§ ASSIGNED TASK: Where does the word "tomato" show up in the records? Copy every line that has it.

[Opening RECORDS TO PROCESS section]

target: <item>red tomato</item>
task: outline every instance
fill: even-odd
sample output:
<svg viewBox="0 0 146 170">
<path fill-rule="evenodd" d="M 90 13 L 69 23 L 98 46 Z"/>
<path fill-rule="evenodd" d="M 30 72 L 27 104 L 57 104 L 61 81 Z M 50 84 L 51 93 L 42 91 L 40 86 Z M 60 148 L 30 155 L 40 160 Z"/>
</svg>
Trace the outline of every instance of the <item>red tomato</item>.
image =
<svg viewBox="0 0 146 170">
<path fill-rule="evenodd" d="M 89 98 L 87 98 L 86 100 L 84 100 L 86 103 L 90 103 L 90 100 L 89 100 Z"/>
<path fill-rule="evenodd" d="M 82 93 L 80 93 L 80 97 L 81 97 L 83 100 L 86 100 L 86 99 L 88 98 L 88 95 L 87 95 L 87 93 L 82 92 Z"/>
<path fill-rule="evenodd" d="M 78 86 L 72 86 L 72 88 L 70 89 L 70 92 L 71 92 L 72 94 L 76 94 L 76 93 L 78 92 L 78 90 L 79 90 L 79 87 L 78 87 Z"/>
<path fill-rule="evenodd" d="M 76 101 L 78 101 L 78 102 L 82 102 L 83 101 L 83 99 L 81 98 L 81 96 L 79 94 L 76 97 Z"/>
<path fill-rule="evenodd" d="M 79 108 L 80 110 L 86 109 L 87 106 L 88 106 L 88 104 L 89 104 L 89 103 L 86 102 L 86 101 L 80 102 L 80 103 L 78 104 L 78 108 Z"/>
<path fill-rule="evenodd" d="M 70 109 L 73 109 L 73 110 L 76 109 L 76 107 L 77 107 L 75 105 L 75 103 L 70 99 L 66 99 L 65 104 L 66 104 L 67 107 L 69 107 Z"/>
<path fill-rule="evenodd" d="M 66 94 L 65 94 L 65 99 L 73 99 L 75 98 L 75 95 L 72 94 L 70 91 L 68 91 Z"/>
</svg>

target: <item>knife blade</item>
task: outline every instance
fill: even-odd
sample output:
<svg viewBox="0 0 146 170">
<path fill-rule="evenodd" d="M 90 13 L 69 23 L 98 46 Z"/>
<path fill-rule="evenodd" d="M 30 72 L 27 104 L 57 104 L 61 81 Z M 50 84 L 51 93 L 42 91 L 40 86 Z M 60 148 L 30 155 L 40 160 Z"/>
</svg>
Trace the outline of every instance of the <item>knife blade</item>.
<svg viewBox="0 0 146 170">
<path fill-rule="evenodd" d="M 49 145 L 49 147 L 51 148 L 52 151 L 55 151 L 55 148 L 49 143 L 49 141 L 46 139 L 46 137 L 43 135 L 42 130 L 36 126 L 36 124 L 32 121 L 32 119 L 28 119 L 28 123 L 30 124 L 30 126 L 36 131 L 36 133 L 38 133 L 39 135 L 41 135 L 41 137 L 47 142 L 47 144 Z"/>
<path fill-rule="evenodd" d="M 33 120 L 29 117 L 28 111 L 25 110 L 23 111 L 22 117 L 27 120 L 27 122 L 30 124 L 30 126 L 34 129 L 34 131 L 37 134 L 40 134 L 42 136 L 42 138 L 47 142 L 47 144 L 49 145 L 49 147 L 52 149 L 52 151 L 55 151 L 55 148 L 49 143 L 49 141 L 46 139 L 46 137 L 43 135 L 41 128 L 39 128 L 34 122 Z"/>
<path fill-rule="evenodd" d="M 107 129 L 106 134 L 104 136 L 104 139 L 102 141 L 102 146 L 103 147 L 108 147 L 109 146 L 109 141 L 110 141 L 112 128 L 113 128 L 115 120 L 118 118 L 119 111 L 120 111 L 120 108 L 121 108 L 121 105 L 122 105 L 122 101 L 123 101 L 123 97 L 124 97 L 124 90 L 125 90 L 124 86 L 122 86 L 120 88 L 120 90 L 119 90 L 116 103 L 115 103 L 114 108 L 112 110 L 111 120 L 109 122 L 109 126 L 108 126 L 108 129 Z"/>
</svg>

[Closing RECORDS TO PROCESS section]

§ OUTPUT FOR THIS EXERCISE:
target: <item>red tomato</item>
Trace the outline of every instance of the <item>red tomato</item>.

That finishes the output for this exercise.